ACTIVITIES »
• A. Reproduce the part of the passage on children in care that begins at the words "But what may" and stops after the words "children is horrendous.".
• B. In the passage on children in care, how many children are already in care in Scotland?

PASSAGE PROVIDED »
******************************

Children in care

Many problems afflict our poor country: problems such as the Pademic, the climate emergency, and the ever more threatening voices of grievance-groups unable to forgive historic injustices.

But what may well turn out to be the most ominous of all was highlighted last week when a report commissioned by councils in England predicted that the number of children in care would rise to 100,000 by 2025. Nor is the problem confined to England. Already there are 15,000 children in care in Scotland: a higher proportion than England, which has ten times our population. And just as the problem is not confined to England, neither is it confined to the Scottish mainland. It is among ourselves, right here in the Western Isles.

The immediate response to the report was concern over the strain on council budgets but, that, surely, is the least part of the problem. The real concern is the human misery behind the statistics. The number of children in care is rising because the number of dysfunctional families and broken homes is rising; and the impact on children is horrendous.

******************************

INPUT DATA »
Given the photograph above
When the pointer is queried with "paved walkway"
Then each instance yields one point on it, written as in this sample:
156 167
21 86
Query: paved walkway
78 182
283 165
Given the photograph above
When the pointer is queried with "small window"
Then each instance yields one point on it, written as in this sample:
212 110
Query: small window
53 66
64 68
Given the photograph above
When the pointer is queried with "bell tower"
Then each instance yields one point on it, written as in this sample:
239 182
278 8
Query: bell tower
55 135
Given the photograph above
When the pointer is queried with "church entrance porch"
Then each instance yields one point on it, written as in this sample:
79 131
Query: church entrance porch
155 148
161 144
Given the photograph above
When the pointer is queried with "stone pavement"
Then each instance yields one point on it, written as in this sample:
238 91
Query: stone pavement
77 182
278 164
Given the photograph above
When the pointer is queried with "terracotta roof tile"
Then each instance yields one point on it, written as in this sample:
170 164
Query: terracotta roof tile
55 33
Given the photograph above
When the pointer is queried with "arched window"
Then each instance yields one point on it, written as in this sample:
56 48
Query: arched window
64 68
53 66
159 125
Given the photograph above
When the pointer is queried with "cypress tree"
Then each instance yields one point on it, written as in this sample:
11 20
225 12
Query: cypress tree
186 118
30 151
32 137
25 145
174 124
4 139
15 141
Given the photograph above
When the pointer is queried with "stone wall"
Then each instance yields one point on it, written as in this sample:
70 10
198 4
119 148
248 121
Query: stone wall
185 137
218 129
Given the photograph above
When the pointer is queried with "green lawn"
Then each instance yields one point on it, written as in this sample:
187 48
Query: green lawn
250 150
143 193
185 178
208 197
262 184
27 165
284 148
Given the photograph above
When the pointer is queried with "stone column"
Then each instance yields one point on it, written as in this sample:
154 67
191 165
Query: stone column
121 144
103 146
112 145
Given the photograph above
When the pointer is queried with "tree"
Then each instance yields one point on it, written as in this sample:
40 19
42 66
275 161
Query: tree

******************************

RESULTS »
• A.
But what may well turn out to be the most ominous of all was highlighted last week when a report commissioned by councils in England predicted that the number of children in care would rise to 100,000 by 2025. Nor is the problem confined to England. Already there are 15,000 children in care in Scotland: a higher proportion than England, which has ten times our population. And just as the problem is not confined to England, neither is it confined to the Scottish mainland. It is among ourselves, right here in the Western Isles.

The immediate response to the report was concern over the strain on council budgets but, that, surely, is the least part of the problem. The real concern is the human misery behind the statistics. The number of children in care is rising because the number of dysfunctional families and broken homes is rising; and the impact on children is horrendous.

• B. 15,000